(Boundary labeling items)
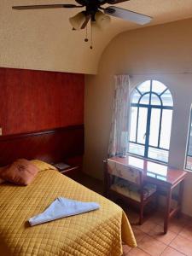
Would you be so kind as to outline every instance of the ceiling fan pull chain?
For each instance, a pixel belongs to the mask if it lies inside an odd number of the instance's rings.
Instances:
[[[92,21],[90,20],[90,49],[93,49],[93,26],[92,26]]]
[[[87,38],[87,26],[86,26],[86,31],[85,31],[85,38],[84,38],[84,42],[88,42],[89,41],[89,39],[88,39],[88,38]]]

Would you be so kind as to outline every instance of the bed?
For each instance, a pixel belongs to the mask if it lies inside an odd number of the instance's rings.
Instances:
[[[39,134],[41,140],[44,135]],[[2,139],[4,143],[0,141],[0,154],[3,148],[5,150],[6,143],[12,147],[12,143],[18,143],[19,145],[20,141],[29,139],[21,137],[17,141],[17,138],[18,136],[14,136],[11,139],[8,137]],[[15,154],[18,151],[24,154],[22,157],[28,154],[20,148]],[[41,158],[48,158],[50,161],[50,154],[52,153],[43,154]],[[9,158],[17,157],[12,153]],[[1,160],[3,163],[9,161],[8,157]],[[31,227],[27,221],[29,218],[42,212],[58,196],[95,201],[101,208]],[[8,183],[1,184],[0,209],[0,253],[3,256],[120,256],[122,241],[130,247],[136,246],[129,221],[119,207],[55,170],[39,172],[32,183],[26,187]]]

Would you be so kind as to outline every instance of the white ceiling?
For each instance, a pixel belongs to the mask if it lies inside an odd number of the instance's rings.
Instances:
[[[96,73],[100,56],[113,38],[141,27],[116,18],[105,31],[93,31],[94,49],[85,31],[72,31],[68,18],[79,9],[12,10],[12,5],[74,3],[73,0],[1,0],[0,66]],[[131,0],[117,6],[154,17],[148,26],[192,17],[192,0]]]

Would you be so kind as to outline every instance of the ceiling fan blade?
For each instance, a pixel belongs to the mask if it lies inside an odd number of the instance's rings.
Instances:
[[[75,4],[44,4],[44,5],[25,5],[25,6],[13,6],[12,9],[17,10],[23,9],[56,9],[56,8],[77,8],[83,7],[82,5]]]
[[[107,9],[105,9],[104,13],[106,15],[120,18],[128,21],[132,21],[139,25],[145,25],[147,23],[149,23],[152,20],[152,17],[135,13],[116,6],[108,7]]]
[[[109,4],[116,4],[116,3],[127,2],[127,1],[130,1],[130,0],[108,0],[107,3]]]
[[[91,18],[91,15],[86,15],[86,20],[84,20],[84,22],[83,23],[83,25],[81,26],[81,29],[84,29],[86,27],[88,22],[90,21]]]

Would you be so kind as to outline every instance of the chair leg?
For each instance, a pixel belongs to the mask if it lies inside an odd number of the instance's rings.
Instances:
[[[144,205],[141,204],[140,206],[140,214],[139,214],[139,224],[142,225],[143,222],[143,211],[144,211]]]

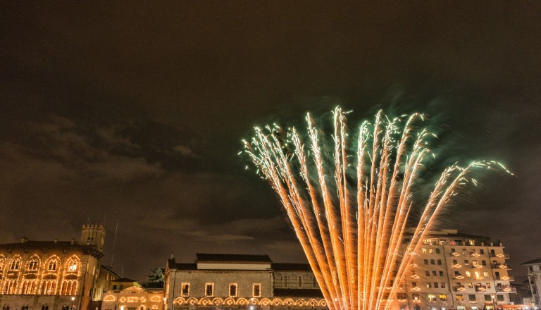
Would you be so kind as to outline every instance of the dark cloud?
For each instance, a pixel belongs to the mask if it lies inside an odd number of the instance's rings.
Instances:
[[[540,20],[534,1],[3,1],[0,242],[105,218],[106,261],[118,221],[115,267],[139,280],[171,251],[301,260],[236,154],[254,125],[341,104],[352,125],[428,113],[434,171],[509,166],[442,225],[502,239],[512,264],[541,256]]]

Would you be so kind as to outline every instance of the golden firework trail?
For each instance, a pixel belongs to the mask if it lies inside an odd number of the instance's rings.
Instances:
[[[511,173],[495,161],[455,163],[420,207],[416,184],[433,160],[428,147],[435,137],[419,128],[423,115],[390,120],[380,111],[356,137],[342,108],[333,118],[332,139],[308,114],[306,142],[294,128],[256,128],[244,151],[280,198],[329,308],[387,309],[438,214],[476,185],[472,170]],[[413,218],[414,233],[404,238]]]

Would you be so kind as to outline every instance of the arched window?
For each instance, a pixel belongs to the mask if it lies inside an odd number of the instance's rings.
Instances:
[[[64,280],[62,283],[62,292],[63,295],[75,295],[77,294],[77,280]]]
[[[26,263],[26,270],[28,271],[36,271],[39,268],[39,258],[37,255],[34,255]]]
[[[18,271],[20,268],[20,256],[18,255],[11,259],[11,263],[9,264],[9,270]]]
[[[6,280],[6,284],[4,285],[4,294],[15,294],[15,290],[16,287],[17,287],[16,280]]]
[[[36,293],[36,287],[37,286],[35,280],[25,280],[23,282],[23,287],[20,289],[20,293],[30,295]]]
[[[79,259],[77,256],[71,256],[66,263],[67,272],[75,272],[79,270]]]
[[[47,259],[46,261],[45,262],[45,268],[46,269],[47,272],[56,272],[58,270],[58,266],[59,266],[60,259],[56,255],[53,255],[52,256]]]
[[[54,295],[56,292],[56,280],[45,280],[42,283],[40,290],[42,295]]]

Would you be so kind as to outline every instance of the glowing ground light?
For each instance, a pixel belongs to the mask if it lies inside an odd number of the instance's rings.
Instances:
[[[495,161],[454,164],[419,209],[415,185],[434,156],[435,137],[418,128],[423,115],[390,120],[380,111],[356,136],[345,116],[335,110],[332,139],[310,114],[306,142],[294,128],[256,128],[244,151],[281,200],[329,308],[388,309],[438,214],[461,189],[476,185],[473,170],[511,173]],[[419,219],[405,240],[412,213]]]

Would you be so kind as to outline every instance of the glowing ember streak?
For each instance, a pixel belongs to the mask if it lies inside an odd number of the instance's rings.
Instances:
[[[412,256],[438,214],[461,189],[477,185],[472,170],[511,173],[496,161],[454,164],[416,210],[414,185],[435,157],[429,144],[436,136],[416,129],[424,116],[390,120],[380,111],[374,124],[361,124],[356,138],[345,116],[340,108],[334,111],[332,144],[309,114],[306,142],[295,128],[256,128],[244,151],[281,200],[329,308],[386,309],[398,300],[404,275],[416,266]],[[421,217],[405,239],[413,213]]]

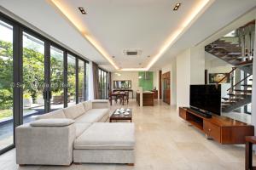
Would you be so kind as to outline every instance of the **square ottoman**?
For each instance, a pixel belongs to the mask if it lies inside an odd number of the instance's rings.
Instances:
[[[75,163],[134,163],[134,123],[95,122],[74,141]]]

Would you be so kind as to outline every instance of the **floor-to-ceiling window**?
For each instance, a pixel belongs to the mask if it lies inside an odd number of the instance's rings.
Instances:
[[[76,104],[76,58],[67,54],[67,106]]]
[[[99,97],[100,99],[108,98],[109,77],[108,72],[99,69]]]
[[[44,42],[26,31],[22,35],[23,122],[44,113]]]
[[[85,100],[86,81],[85,81],[85,62],[79,60],[79,102]]]
[[[64,107],[64,52],[50,46],[50,110]]]
[[[89,99],[89,78],[90,78],[90,66],[89,66],[89,63],[86,62],[85,63],[85,74],[86,74],[86,96],[85,96],[85,100]]]
[[[0,154],[15,128],[88,99],[88,61],[0,13]]]
[[[14,144],[13,26],[0,20],[0,150]]]

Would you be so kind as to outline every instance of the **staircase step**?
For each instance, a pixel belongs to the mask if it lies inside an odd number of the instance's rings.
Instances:
[[[223,101],[221,102],[222,104],[234,104],[234,103],[236,103],[237,101]]]
[[[242,90],[242,89],[234,89],[236,92],[243,92],[247,94],[252,94],[252,90]]]
[[[231,105],[230,104],[223,104],[223,103],[221,103],[221,105],[222,106],[230,106],[230,105]]]
[[[236,97],[247,97],[251,96],[249,94],[228,94],[230,96],[236,96]]]
[[[252,84],[241,84],[241,86],[247,87],[247,88],[253,88]]]
[[[228,53],[228,54],[229,55],[241,55],[241,53],[240,53],[240,52],[231,52],[231,53]]]
[[[236,64],[236,65],[253,65],[253,60],[247,60],[247,61],[242,61],[240,62],[238,64]]]
[[[239,101],[243,99],[243,98],[222,98],[225,101]]]

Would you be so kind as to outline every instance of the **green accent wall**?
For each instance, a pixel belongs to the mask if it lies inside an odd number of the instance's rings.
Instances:
[[[146,76],[145,76],[146,74]],[[153,90],[153,72],[152,71],[139,71],[139,87],[142,87],[143,91]]]

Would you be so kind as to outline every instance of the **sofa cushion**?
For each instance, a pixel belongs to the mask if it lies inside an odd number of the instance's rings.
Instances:
[[[134,130],[134,123],[96,122],[75,139],[74,149],[133,150]]]
[[[85,114],[75,119],[76,122],[97,122],[107,114],[109,114],[108,109],[91,109]]]
[[[83,132],[84,130],[86,130],[91,125],[91,123],[75,123],[75,127],[76,127],[76,138],[78,138],[79,136],[80,136]]]
[[[91,100],[84,101],[83,102],[84,107],[85,109],[85,111],[88,111],[89,110],[92,109],[92,103]]]
[[[84,105],[82,103],[65,108],[63,110],[66,117],[69,119],[75,119],[85,112]]]
[[[74,123],[72,119],[40,119],[30,123],[32,127],[66,127]]]
[[[58,118],[66,118],[65,114],[62,109],[51,111],[47,114],[40,115],[36,117],[36,120],[39,119],[58,119]]]

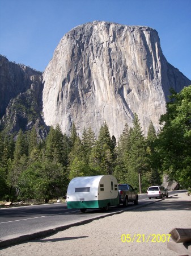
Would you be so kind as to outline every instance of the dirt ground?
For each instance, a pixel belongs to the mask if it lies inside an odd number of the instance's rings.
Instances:
[[[146,207],[3,249],[0,255],[179,255],[167,248],[167,235],[175,228],[191,228],[190,210],[191,196],[180,193]]]

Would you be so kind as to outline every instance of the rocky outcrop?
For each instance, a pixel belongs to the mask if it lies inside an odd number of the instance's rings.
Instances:
[[[31,88],[31,77],[41,75],[24,65],[9,61],[0,55],[0,118],[5,113],[11,99]]]
[[[43,84],[40,72],[0,56],[0,130],[16,134],[35,126],[39,139],[49,130],[41,115]],[[5,100],[4,100],[5,99]]]
[[[89,126],[97,134],[105,121],[117,138],[135,113],[145,134],[150,120],[158,130],[169,88],[191,84],[167,61],[155,30],[105,22],[67,33],[43,77],[46,125],[68,133],[74,122],[79,135]]]

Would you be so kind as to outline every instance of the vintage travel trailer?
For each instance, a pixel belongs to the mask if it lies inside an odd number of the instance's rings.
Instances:
[[[66,199],[69,209],[82,212],[90,208],[108,210],[119,204],[117,179],[110,175],[77,177],[69,183]]]

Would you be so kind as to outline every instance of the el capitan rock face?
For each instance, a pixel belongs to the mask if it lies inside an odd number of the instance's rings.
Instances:
[[[146,134],[165,113],[169,89],[191,84],[162,53],[157,32],[105,22],[86,23],[61,39],[43,74],[43,113],[47,125],[69,133],[97,134],[105,121],[117,138],[137,113]]]

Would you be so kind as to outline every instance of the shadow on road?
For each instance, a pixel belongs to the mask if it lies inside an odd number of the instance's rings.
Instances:
[[[136,209],[131,212],[152,212],[152,210],[191,210],[190,201],[176,201],[177,196],[174,196],[169,199],[164,199],[162,200],[155,200],[153,204],[149,204],[144,207]],[[152,203],[152,199],[151,202]]]
[[[41,243],[49,243],[49,242],[60,242],[62,241],[68,241],[68,240],[74,240],[75,239],[81,239],[81,238],[86,238],[88,237],[87,236],[83,236],[82,237],[60,237],[58,238],[52,238],[52,239],[41,239],[38,240],[32,240],[31,242],[41,242]]]

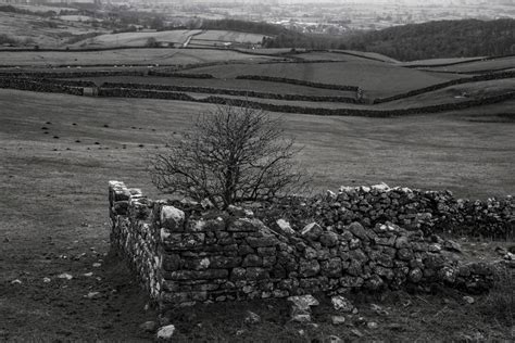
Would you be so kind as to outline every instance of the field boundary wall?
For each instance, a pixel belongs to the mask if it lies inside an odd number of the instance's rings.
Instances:
[[[110,181],[111,246],[133,267],[161,314],[196,303],[329,295],[432,284],[488,290],[497,265],[459,263],[420,230],[392,223],[301,230],[267,226],[250,209],[221,212],[152,201]],[[279,221],[277,221],[279,223]],[[287,224],[287,223],[286,223]]]

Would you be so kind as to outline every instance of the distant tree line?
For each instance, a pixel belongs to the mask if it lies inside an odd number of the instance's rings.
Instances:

Written request: Output the line containing "shadow on road?" along with every line after it to the end of the material, exactly as written, but without pictures.

The response:
Would you be so kind as to outline every instance of the shadow on road?
For each instance, a pixel belongs to the mask if it lies inside an odd number of the instance's rings.
Instances:
[[[136,209],[131,212],[152,212],[152,210],[191,210],[190,201],[176,201],[177,196],[174,196],[169,199],[164,199],[162,200],[155,200],[153,204],[149,204],[144,207]],[[152,203],[152,199],[151,202]]]
[[[41,243],[49,243],[49,242],[60,242],[62,241],[68,241],[68,240],[74,240],[75,239],[81,239],[81,238],[86,238],[88,237],[87,236],[83,236],[82,237],[60,237],[58,238],[52,238],[52,239],[41,239],[38,240],[32,240],[31,242],[41,242]]]

Would you be so kind as to outline every instance of the field boundary wall?
For each instance, a pixel belongs to the mask if it lies inside an odd number of the instance's rings.
Instances:
[[[110,181],[111,246],[133,267],[161,314],[196,303],[329,295],[432,284],[488,290],[497,265],[459,263],[420,230],[392,223],[301,230],[267,226],[250,209],[221,212],[152,201]],[[279,221],[277,221],[279,223]],[[287,224],[287,223],[286,223]]]

Would you be so kind as to outline every instance of the distant tree line?
For each instance, a pixel belongs to the mask if it lies inside an odd number of the instance's rings.
Instances:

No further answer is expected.